(Data items)
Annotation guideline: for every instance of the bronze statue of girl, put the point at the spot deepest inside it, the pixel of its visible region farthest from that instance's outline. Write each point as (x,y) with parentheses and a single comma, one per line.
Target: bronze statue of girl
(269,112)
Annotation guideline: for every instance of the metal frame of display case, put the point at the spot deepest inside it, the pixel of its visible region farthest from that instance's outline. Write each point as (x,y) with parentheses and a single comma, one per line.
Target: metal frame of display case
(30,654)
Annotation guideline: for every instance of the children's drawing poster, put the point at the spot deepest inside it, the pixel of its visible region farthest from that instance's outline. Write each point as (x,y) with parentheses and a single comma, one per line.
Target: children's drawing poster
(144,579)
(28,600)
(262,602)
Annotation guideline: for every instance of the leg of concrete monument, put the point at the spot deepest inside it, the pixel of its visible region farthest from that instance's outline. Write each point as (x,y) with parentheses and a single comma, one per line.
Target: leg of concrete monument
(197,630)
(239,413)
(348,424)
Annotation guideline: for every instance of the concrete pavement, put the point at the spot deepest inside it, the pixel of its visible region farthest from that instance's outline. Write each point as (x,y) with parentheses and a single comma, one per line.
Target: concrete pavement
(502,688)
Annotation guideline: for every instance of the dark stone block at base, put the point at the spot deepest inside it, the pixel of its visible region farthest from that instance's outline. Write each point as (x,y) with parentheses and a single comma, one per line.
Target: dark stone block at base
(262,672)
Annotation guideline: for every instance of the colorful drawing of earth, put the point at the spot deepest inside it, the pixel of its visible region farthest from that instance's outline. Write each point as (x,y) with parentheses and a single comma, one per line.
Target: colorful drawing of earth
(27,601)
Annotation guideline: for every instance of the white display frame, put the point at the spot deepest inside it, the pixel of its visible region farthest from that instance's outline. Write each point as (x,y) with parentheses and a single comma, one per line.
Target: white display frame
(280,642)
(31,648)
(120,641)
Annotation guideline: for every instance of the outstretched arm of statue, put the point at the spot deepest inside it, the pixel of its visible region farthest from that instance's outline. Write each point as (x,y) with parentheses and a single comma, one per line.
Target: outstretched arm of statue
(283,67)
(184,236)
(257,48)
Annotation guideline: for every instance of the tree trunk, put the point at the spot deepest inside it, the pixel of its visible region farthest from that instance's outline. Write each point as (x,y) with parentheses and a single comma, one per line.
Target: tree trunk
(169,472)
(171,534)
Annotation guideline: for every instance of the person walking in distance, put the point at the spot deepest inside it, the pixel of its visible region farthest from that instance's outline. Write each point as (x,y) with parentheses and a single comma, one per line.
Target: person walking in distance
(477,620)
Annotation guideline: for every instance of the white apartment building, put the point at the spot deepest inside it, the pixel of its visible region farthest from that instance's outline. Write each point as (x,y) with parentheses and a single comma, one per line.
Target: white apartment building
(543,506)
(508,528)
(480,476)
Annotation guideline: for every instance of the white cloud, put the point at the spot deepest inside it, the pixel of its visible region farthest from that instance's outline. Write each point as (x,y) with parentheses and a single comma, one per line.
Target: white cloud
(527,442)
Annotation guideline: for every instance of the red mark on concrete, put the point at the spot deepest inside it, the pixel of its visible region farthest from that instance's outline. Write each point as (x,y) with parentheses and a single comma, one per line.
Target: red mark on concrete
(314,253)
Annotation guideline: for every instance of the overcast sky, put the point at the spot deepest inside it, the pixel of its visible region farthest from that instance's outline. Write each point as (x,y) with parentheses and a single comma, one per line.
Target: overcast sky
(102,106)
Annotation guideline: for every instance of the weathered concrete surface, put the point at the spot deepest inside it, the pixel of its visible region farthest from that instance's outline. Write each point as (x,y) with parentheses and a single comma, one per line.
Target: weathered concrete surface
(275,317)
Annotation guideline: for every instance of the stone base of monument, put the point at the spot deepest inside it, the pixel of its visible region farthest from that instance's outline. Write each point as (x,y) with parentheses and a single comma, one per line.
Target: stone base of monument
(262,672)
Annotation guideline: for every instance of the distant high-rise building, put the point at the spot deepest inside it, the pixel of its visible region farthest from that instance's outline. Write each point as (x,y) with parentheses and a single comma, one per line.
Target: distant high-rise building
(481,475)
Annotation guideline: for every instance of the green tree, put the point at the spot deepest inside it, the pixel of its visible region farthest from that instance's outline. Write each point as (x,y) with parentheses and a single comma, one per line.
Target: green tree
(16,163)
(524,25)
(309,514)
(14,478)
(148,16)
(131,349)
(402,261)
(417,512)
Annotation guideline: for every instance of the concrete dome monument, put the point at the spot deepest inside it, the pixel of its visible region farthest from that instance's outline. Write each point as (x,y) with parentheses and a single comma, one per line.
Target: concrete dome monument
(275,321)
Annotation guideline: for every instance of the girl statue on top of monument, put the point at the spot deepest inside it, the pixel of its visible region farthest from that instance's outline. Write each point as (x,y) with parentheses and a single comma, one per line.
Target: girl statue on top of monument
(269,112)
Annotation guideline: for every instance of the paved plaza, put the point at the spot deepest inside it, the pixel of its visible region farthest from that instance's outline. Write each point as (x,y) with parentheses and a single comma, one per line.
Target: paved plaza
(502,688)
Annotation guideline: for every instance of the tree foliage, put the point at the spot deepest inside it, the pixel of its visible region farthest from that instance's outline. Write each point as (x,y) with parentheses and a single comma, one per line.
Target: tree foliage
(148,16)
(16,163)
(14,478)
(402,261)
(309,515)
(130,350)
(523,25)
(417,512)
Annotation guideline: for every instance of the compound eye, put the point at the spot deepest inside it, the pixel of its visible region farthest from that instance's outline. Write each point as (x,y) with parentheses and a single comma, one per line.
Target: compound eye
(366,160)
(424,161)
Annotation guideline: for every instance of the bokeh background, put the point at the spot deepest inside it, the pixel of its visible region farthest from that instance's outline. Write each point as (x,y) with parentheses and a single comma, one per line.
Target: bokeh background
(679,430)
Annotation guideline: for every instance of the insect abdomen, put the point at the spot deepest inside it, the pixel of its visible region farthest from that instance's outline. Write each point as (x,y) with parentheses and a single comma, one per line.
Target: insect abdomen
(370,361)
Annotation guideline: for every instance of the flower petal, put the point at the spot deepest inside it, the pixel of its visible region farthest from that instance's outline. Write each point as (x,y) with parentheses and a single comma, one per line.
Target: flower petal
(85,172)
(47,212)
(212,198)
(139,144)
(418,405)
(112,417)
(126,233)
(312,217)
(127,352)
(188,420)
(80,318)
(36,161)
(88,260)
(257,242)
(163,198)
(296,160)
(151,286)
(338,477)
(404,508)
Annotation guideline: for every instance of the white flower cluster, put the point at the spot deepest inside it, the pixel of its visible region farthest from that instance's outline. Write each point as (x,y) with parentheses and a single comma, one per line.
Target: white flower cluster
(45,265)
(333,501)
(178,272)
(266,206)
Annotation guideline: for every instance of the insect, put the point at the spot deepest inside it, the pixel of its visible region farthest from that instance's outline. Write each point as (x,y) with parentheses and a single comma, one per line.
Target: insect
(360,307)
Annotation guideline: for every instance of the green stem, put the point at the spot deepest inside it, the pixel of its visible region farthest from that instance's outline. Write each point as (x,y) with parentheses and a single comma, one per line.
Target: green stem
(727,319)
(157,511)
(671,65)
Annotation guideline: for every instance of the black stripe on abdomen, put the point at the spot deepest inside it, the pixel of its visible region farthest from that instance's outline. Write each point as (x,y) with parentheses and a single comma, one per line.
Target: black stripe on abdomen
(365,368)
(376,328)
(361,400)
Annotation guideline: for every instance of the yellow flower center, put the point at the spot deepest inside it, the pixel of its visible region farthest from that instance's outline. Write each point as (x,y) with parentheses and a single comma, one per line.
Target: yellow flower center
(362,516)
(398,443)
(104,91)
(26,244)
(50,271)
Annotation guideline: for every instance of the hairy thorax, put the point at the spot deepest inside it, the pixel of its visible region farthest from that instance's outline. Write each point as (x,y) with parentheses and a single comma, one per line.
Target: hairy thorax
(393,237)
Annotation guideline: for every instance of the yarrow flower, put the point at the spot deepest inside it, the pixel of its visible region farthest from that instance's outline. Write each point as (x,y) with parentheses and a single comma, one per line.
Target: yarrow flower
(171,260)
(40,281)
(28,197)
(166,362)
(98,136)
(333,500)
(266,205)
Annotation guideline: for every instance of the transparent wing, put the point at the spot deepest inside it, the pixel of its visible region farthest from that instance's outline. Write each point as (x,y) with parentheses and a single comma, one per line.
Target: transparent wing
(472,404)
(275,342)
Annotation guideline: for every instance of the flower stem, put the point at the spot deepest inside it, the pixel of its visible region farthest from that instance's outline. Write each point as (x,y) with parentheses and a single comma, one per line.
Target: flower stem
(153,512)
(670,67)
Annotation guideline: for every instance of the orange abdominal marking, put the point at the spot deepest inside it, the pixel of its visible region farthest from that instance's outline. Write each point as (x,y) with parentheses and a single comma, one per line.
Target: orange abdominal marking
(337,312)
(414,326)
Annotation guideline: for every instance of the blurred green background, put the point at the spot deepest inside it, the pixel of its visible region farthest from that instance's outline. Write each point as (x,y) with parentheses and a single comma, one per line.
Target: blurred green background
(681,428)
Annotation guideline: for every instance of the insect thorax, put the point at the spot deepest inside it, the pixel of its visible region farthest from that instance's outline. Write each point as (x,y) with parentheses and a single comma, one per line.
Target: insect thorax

__Work to complete__
Take the stretch of lines above from the one containing "Target: distant high-rise building" through the one containing "Annotation guideline: for every instance of the green tree, put" and repeat it exactly, adding no other line.

__Answer to this task__
Target: distant high-rise building
(481,475)
Annotation guideline: for every instance of the green tree, put the point at the spot deepest inside it, the pixel of its visible region farthest from that instance's outline. Write each point as (x,y) with parentheses and a single comma, one per line.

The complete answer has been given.